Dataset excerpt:

───

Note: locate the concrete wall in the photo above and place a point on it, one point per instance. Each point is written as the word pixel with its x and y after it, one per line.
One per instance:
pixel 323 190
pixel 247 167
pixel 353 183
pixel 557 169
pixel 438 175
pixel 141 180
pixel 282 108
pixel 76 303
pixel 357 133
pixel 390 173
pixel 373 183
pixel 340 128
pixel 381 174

───

Convert every line of the records above into a numbered list, omitting any blank lines.

1. Note: locate the concrete wall in the photo above and place a point on it, one point per instance. Each point is written as the word pixel with its x and y after it, one per line.
2. One per instance:
3. pixel 323 190
4. pixel 247 167
5. pixel 353 183
6. pixel 557 169
7. pixel 438 175
8. pixel 141 180
9. pixel 282 108
10. pixel 76 303
11. pixel 357 133
12. pixel 390 173
13. pixel 373 183
14. pixel 340 128
15. pixel 381 174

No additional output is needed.